[Dataset items]
--

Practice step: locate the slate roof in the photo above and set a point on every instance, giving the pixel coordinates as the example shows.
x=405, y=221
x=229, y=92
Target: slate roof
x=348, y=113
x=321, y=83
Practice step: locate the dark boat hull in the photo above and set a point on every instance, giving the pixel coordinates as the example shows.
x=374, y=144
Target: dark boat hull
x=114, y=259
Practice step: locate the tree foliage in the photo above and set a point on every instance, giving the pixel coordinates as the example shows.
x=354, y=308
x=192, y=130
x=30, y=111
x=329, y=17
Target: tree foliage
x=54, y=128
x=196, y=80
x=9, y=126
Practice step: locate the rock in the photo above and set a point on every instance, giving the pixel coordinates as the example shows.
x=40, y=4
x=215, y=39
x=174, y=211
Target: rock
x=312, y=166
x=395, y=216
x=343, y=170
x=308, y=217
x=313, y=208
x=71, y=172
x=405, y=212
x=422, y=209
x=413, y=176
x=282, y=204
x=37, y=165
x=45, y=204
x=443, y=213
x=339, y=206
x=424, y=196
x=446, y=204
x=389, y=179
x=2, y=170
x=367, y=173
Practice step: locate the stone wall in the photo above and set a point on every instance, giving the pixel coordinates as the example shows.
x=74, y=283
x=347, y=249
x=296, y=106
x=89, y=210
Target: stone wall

--

**Exercise details:**
Convert each line of the listing above into a Markdown table with the columns Index and Entry. Number the rows sequentially and leave out blank lines.

**Response:**
| Index | Entry |
|---|---|
| 1 | Practice step: locate the slate roof in the photo above and set a point on every instance, giving the pixel coordinates as the example shows. |
| 2 | x=405, y=221 |
| 3 | x=229, y=92 |
| 4 | Target: slate roof |
| 5 | x=348, y=113 |
| 6 | x=321, y=83 |
| 7 | Practice step: locate the dark boat hull in the photo above and set a point on every instance, giving the pixel coordinates as the example shows. |
| 8 | x=374, y=144 |
| 9 | Target: dark boat hull |
| 10 | x=114, y=259 |
| 11 | Practice step: locate the tree foliage in the photo above and set a point on every instance, giving the pixel coordinates as the example shows. |
| 12 | x=354, y=308 |
| 13 | x=192, y=130 |
| 14 | x=30, y=111 |
| 15 | x=329, y=17 |
| 16 | Target: tree foliage |
| 17 | x=54, y=128 |
| 18 | x=196, y=80 |
| 19 | x=9, y=126 |
| 20 | Practice step: locate the rock in the photo above and set a point on every instance, giving the pixel coordinates as the example shows. |
| 21 | x=40, y=4 |
| 22 | x=215, y=39 |
| 23 | x=174, y=211 |
| 24 | Target: rock |
| 25 | x=312, y=166 |
| 26 | x=395, y=216 |
| 27 | x=343, y=170 |
| 28 | x=308, y=217 |
| 29 | x=313, y=208 |
| 30 | x=71, y=172 |
| 31 | x=405, y=212 |
| 32 | x=422, y=209 |
| 33 | x=413, y=176 |
| 34 | x=282, y=204 |
| 35 | x=37, y=165 |
| 36 | x=45, y=204 |
| 37 | x=443, y=213 |
| 38 | x=339, y=206 |
| 39 | x=424, y=196 |
| 40 | x=446, y=204 |
| 41 | x=389, y=179 |
| 42 | x=2, y=170 |
| 43 | x=367, y=173 |
| 44 | Practice step: locate the stone wall in the photo above and set a point on every instance, giving the pixel coordinates as the example shows. |
| 45 | x=74, y=283 |
| 46 | x=347, y=249 |
| 47 | x=296, y=106 |
| 48 | x=89, y=210 |
| 49 | Target: stone wall |